## GIVEN RECORDS

□ □ □ □ □

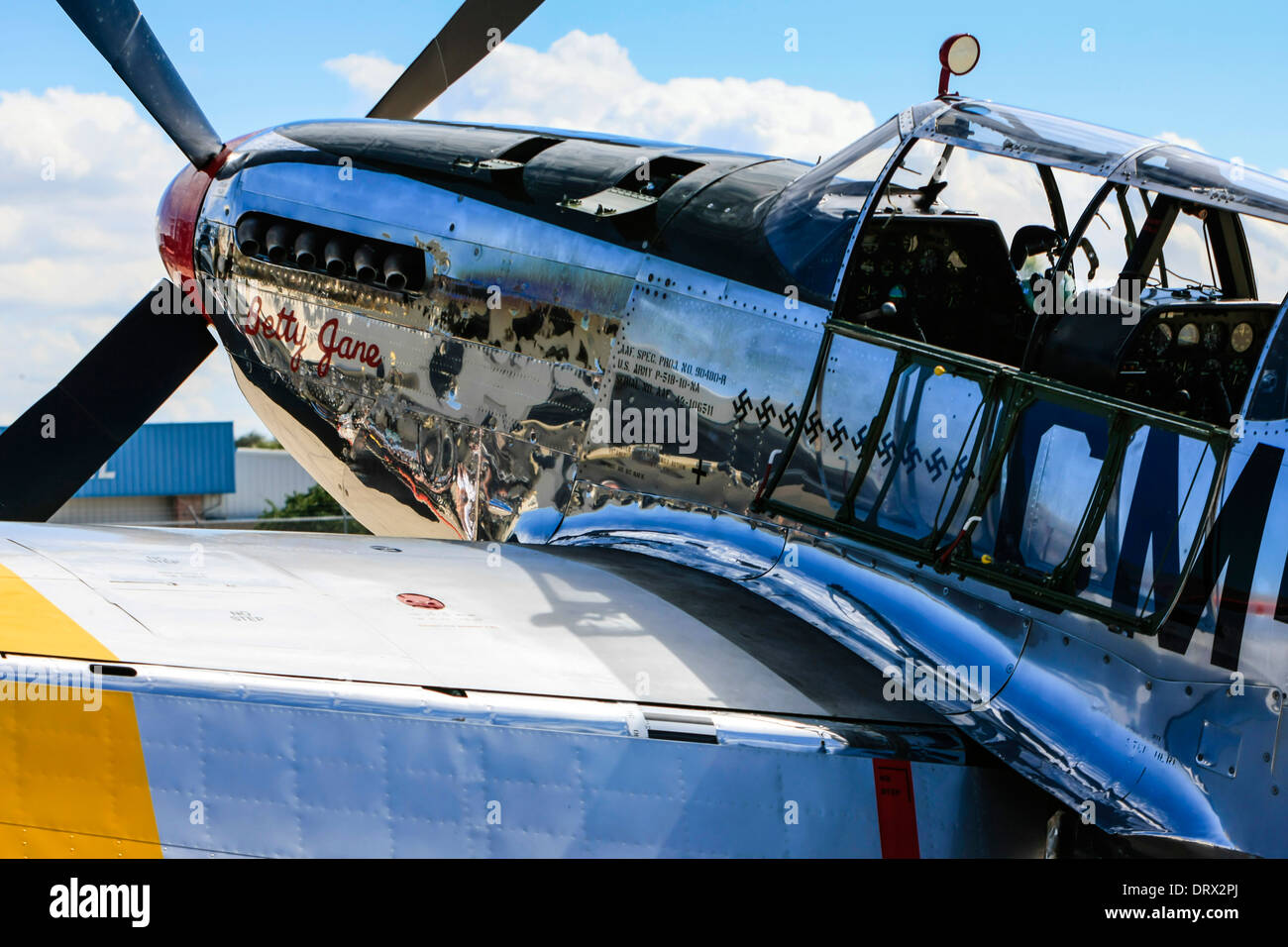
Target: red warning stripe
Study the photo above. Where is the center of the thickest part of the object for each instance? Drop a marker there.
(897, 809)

□ □ □ □ □

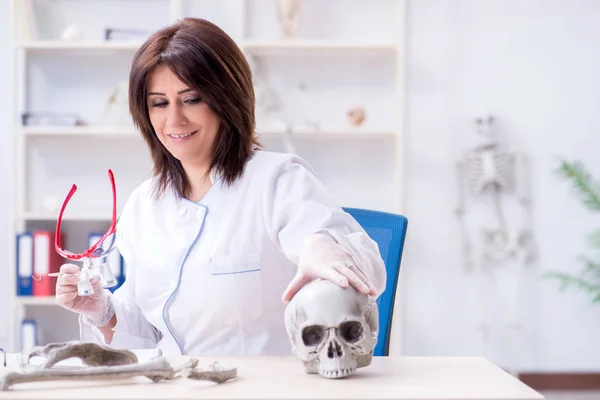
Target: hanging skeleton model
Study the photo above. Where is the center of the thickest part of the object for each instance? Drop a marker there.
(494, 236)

□ □ □ □ □

Copy all lines of the material above where the string "Target" occurs.

Target: red warning stripe
Target: hanging skeleton model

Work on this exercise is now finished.